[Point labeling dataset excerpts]
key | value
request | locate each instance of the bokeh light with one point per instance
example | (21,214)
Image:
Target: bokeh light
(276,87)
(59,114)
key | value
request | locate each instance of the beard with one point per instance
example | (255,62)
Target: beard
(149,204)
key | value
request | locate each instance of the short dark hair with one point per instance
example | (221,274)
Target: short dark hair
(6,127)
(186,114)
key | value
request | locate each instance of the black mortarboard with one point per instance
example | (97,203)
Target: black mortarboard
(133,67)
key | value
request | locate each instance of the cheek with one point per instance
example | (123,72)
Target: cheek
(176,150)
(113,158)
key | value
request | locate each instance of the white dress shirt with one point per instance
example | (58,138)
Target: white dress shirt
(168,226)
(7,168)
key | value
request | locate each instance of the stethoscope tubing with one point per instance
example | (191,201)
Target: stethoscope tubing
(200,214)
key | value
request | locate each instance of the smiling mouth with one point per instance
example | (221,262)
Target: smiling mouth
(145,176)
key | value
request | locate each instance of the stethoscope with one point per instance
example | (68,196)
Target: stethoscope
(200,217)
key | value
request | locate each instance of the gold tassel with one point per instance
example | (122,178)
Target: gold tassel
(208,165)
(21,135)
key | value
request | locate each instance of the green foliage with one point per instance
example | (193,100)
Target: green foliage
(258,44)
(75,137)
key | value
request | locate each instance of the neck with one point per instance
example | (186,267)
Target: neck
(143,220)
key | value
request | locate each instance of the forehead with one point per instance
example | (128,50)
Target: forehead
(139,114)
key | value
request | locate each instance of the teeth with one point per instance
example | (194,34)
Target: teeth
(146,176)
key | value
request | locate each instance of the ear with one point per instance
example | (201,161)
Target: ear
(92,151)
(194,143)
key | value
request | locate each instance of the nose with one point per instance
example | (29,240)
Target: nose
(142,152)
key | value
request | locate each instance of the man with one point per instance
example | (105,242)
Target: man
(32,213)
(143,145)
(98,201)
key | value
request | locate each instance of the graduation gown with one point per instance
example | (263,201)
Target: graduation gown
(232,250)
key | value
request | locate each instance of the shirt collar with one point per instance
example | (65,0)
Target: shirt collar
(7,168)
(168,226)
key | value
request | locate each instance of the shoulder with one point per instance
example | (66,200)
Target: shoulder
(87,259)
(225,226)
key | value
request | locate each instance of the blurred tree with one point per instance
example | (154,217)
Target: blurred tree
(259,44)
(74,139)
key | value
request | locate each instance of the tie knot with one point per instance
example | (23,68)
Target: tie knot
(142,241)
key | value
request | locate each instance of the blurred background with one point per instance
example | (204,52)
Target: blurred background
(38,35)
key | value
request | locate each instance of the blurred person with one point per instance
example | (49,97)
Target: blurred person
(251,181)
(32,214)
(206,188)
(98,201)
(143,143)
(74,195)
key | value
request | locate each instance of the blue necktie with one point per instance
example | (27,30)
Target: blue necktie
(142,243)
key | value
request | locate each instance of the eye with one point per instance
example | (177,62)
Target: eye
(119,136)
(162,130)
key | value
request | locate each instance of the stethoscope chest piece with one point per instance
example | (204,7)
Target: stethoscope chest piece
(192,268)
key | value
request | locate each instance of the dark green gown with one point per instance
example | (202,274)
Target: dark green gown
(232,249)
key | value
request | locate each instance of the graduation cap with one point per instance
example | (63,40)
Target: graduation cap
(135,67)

WHAT TO DO: Each of the records should be retyped exactly.

RESPONSE TO THIS TASK:
key | value
request | locate each instance of the bokeh light with one point per instance
example | (21,214)
Image:
Target: bokeh light
(276,87)
(59,114)
key | value
request | locate each instance of the beard with one point per instance
example | (255,62)
Target: beard
(149,204)
key | value
request | locate each instance of the short dark hair with one point per instance
example | (221,274)
Target: short dark hair
(6,127)
(186,114)
key | value
request | locate each instance of the black mortarboard with one point per instance
example | (97,203)
Target: black mortarboard
(133,67)
key | value
request | locate each instance of the cheek with one point per instance
example | (123,72)
Target: cheek
(176,150)
(113,158)
key | value
request | locate each instance of the white dress shirt with one point per instance
example | (58,138)
Target: white dress shirt
(168,226)
(7,168)
key | value
request | locate each instance of the stethoscope tubing with one point per instance
example | (191,201)
Target: stethoscope tubing
(200,214)
key | value
request | locate each instance of the smiling mouth with one point per instance
example | (221,262)
Target: smiling mouth
(145,176)
key | value
request | locate each instance of the stethoscope with one point per instance
example | (68,196)
Target: stethoscope
(200,217)
key | value
request | locate each instance of the gold tassel with one point per instance
example | (122,178)
Target: gold tassel
(208,165)
(21,135)
key | value
request | locate each instance of the green foliage with one point per instance
example | (193,100)
Target: green foliage
(258,44)
(75,137)
key | value
request | locate each instance of the neck with one point per instance
example | (186,267)
Target: neck
(143,220)
key | value
request | locate each instance of the forehead with one point per instance
example | (128,50)
Target: forehead
(139,114)
key | value
request | locate each instance of the teeth with one point per instance
example | (194,34)
Target: teeth
(146,176)
key | value
request | locate each instance of the ear with one point per instance
example | (201,161)
Target: ear
(92,151)
(194,143)
key | value
request | locate each instance of the nose with one point per instance
example | (29,240)
Target: nose
(142,152)
key | value
request | locate each instance of the man with one point per instance
example | (105,242)
Target: man
(32,213)
(143,145)
(98,201)
key | value
request | locate each instance of the graduation gown with one point per instance
example | (263,201)
Target: graduation gown
(232,250)
key | value
request | locate each instance of the shirt collar with one point per instance
example | (65,0)
Target: shirt collar
(7,168)
(168,226)
key | value
request | locate each instance of the shoulder with one point per instance
example | (66,200)
Target: shoulder
(87,259)
(225,226)
key | value
request | locate each instance of the blurred tree with one point per instance
example | (154,217)
Target: blurred tree
(259,44)
(74,139)
key | value
request | locate each instance of the tie knot with one point per instance
example | (23,68)
Target: tie knot
(142,241)
key | value
request | locate each instance of the blurred background with one point per instance
example | (204,52)
Target: blurred background
(38,35)
key | value
request | locate each instance of the blurred person with one point per instance
example | (49,97)
Target: blurred person
(251,181)
(32,214)
(206,188)
(98,201)
(143,143)
(74,195)
key | value
request | locate each instance of the blue necktie with one point per instance
example | (27,30)
Target: blue necktie
(142,243)
key | value
request | locate each instance of the eye with one point per instance
example | (177,62)
Target: eye
(119,136)
(162,130)
key | value
request | locate each instance of the stethoscope chest piece with one point per instance
example | (204,7)
Target: stethoscope chest piece
(192,268)
key | value
request | locate each instance of the dark green gown with one point per instance
example | (202,274)
Target: dark green gown
(232,249)
key | value
request | locate each instance of the graduation cap with one point per instance
example | (63,40)
Target: graduation cap
(135,67)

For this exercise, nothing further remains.